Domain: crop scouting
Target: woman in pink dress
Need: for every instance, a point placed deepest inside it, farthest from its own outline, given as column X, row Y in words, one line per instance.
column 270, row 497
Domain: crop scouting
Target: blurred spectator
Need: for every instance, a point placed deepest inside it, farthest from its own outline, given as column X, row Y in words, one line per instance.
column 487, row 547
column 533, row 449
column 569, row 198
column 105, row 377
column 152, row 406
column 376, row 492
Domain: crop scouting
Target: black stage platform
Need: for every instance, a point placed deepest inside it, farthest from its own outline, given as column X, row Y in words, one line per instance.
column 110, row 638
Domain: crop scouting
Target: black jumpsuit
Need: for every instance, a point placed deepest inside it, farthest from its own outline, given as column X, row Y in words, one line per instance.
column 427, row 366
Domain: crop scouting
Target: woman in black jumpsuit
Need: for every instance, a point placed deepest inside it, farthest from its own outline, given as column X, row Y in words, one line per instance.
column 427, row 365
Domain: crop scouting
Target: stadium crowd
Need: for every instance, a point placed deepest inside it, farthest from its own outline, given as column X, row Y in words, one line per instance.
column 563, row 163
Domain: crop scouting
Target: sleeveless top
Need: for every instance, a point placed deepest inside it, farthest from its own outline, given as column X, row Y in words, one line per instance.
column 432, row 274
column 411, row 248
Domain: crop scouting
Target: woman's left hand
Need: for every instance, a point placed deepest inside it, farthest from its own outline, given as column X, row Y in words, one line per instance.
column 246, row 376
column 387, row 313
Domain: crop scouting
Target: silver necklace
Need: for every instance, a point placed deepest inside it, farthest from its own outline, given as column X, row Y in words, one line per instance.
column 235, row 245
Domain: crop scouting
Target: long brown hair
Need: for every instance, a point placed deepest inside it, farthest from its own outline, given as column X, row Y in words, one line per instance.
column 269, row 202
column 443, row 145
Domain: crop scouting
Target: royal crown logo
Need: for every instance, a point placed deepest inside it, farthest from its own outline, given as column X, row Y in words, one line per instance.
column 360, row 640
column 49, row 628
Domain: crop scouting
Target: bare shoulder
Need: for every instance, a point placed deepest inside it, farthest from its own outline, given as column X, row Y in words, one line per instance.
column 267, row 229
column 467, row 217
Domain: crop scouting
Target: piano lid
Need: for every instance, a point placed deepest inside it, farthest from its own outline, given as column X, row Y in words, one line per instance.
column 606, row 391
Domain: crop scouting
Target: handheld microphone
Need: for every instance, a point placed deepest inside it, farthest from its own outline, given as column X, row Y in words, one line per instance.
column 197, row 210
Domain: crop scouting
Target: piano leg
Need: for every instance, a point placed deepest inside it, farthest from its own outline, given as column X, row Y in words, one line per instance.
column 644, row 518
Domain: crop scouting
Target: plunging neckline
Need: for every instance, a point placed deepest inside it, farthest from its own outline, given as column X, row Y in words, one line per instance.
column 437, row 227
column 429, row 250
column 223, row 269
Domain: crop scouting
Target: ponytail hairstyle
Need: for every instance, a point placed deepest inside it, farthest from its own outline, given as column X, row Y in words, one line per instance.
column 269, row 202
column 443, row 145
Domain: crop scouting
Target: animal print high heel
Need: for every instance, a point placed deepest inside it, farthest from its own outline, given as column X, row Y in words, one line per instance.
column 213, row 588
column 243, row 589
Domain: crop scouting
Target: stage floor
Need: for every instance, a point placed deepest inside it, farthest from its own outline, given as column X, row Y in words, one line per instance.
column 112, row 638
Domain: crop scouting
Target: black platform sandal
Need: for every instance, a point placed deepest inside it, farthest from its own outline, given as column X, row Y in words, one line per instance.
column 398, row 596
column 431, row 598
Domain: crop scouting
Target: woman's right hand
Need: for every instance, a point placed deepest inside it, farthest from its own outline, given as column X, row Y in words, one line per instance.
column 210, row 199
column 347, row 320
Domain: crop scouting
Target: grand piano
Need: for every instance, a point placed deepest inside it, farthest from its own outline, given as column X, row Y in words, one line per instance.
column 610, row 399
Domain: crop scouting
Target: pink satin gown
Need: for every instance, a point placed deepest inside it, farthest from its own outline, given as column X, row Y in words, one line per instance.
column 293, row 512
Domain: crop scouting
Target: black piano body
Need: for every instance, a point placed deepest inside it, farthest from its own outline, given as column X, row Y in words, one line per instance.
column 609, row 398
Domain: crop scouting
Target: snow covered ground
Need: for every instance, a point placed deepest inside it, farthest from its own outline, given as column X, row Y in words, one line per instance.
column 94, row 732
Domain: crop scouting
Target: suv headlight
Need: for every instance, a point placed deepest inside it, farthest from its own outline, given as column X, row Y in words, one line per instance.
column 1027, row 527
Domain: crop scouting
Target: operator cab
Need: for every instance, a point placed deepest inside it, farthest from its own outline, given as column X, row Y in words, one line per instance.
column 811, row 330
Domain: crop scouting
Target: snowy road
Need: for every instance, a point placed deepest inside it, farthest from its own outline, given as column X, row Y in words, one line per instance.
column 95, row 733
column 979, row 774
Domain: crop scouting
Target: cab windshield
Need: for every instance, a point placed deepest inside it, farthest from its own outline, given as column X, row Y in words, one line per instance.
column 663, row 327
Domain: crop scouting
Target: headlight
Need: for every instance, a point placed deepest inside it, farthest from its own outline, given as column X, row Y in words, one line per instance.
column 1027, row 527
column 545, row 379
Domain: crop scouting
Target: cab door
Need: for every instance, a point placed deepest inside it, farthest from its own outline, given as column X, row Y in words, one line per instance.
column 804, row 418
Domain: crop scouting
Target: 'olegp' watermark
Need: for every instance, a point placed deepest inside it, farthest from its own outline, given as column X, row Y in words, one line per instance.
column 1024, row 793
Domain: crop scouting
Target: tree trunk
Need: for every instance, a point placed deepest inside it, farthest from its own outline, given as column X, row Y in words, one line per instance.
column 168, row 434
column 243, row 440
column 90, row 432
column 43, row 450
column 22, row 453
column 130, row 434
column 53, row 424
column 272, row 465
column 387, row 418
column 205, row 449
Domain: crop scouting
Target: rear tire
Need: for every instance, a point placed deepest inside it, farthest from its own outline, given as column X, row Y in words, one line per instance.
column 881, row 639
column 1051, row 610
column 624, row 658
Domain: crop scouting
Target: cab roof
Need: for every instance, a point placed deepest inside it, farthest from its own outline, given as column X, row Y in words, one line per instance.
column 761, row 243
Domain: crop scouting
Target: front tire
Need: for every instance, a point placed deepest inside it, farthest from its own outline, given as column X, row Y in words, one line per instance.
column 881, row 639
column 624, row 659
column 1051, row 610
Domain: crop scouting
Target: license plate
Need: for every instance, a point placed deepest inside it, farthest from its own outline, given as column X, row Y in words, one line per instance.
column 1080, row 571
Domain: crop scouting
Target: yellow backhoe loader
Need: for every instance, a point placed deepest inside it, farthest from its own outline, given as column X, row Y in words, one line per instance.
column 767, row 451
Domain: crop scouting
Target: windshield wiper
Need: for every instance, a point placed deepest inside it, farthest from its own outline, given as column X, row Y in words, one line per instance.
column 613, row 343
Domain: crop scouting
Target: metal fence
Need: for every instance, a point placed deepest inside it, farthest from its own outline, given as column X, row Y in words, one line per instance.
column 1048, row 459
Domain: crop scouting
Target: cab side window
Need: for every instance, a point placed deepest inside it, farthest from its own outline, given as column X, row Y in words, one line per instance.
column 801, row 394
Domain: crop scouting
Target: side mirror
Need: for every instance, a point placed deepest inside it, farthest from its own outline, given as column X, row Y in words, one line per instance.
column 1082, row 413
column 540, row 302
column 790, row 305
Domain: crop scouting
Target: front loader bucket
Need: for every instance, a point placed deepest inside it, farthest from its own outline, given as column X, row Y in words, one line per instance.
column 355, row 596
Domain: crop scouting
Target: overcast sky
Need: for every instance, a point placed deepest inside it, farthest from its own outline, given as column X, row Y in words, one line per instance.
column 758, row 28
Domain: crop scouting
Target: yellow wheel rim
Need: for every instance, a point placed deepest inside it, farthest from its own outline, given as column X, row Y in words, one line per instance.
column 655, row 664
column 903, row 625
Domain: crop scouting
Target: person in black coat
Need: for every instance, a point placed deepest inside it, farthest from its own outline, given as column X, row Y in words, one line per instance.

======

> **УСЛОВИЕ ЗАДАНИЯ**:
Продублируйте без изменений строки с самого начала и до строки, содержащей «column 411, row 248», включительно.

> **ВЫПОЛНЕННОЕ ЗАДАНИЕ**:
Domain: crop scouting
Target: woman in pink dress
Need: for every instance, a point placed deepest inside it, farthest from its own outline, given as column X, row Y in words, one line per instance.
column 270, row 497
Domain: crop scouting
Target: blurred spectator
Need: for every instance, a point placed deepest inside it, farthest from its own outline, given as column X, row Y in words, one line per instance.
column 487, row 547
column 533, row 449
column 569, row 198
column 105, row 377
column 152, row 406
column 376, row 492
Domain: crop scouting
Target: black stage platform
Need: for every instance, a point placed deepest inside it, farthest from its own outline, given as column X, row Y in words, one line per instance.
column 110, row 638
Domain: crop scouting
Target: black jumpsuit
Need: for every instance, a point placed deepest inside it, farthest from its own outline, given as column X, row Y in words, one line per instance.
column 427, row 366
Domain: crop scouting
Target: woman in black jumpsuit
Need: for every instance, a point placed deepest inside it, farthest from its own outline, given as column X, row Y in words, one line per instance.
column 427, row 365
Domain: crop scouting
Target: stadium crowd
Need: for every instance, a point placed deepest inside it, farthest from its own outline, given as column X, row Y in words, one line per instance.
column 563, row 163
Domain: crop scouting
Target: sleeveless top
Need: for every instance, a point placed deepest inside it, farthest from its own outline, given as column X, row Y in words, one line per instance.
column 432, row 274
column 411, row 248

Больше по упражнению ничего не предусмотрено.